- _What you should do_
In the PySpark StructType and StructField article, what does the printSchema() method show StructType columns as?

- _Text to read_
You are currently viewing PySpark StructType & StructField Explained with Examples

The StructType and StructField classes in PySpark are used to specify the custom schema to the DataFrame and create complex columns like nested struct, array, and map columns. StructType is a collection of StructField objects that define column name, column data type, boolean to specify if the field can be nullable or not, and metadata.

Advertisements

In this article, I will explain different ways to define the structure of DataFrame using StructType with PySpark examples.

Key Points:

  • StructType is a collection or list of StructField objects.
  • Defining DataFrame Schemas: StructType is commonly used to define the schema when creating a DataFrame, particularly for structured data with fields of different data types.
  • Nested Structures: You can create complex schemas with nested structures by nesting StructType within other StructType objects, allowing you to represent hierarchical or multi-level data.
  • Enforcing Data Structure: When reading data from various sources, specifying a StructType as the schema ensures that the data is correctly interpreted and structured. This is important when dealing with semi-structured or schema-less data sources.

Related Articles:

1. StructType – Defines the structure of the DataFrame

PySpark provides StructType class from pyspark.sql.types to define the structure of the DataFrame.

StructType represents a schema, which is a collection of StructField objects. A StructType is essentially a list of fields, each with a name and data type, defining the structure of the DataFrame. It allows for the creation of nested structures and complex data types.

PySpark printSchema() method on the DataFrame shows StructType columns as struct.

2. StructField – Defines the metadata of the DataFrame column

It represents a field in the schema, containing metadata such as the name, data type, and nullable status of the field. Each StructField object defines a single column in the DataFrame, specifying its name and the type of data it holds.

The StructField class is also part of pyspark.sql.types

3. Using PySpark StructType & StructField with DataFrame

Regardless of how you create a DataFrame, you have the option to specify the custom schema using the StructType and StructField classes. As highlighted earlier, StructType is a collection of StructFields; with StuctType you have an option to specify the column names, data types, and whether they’re nullable.

With StructField, you can even incorporate nested struct schemas, ArrayType for arrays, and MapType for key-value pairs.

The following example demonstrates a basic example for creating a StructType and StructField for a DataFrame, along with sample data.


# Imports
import pyspark
from pyspark.sql import SparkSession
from pyspark.sql.types import StructType,StructField, StringType, IntegerType

spark = SparkSession.builder.master("local[1]") \
                    .appName('SparkByExamples.com') \
                    .getOrCreate()

- _Dataset excerpt_

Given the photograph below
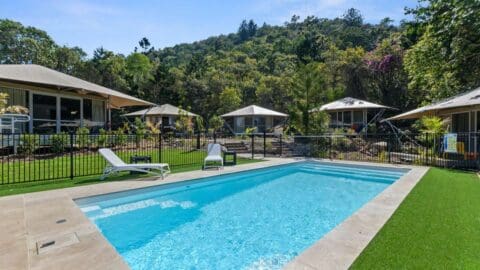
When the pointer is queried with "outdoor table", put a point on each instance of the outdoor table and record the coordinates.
(231, 154)
(141, 159)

- _Result below_
As struct.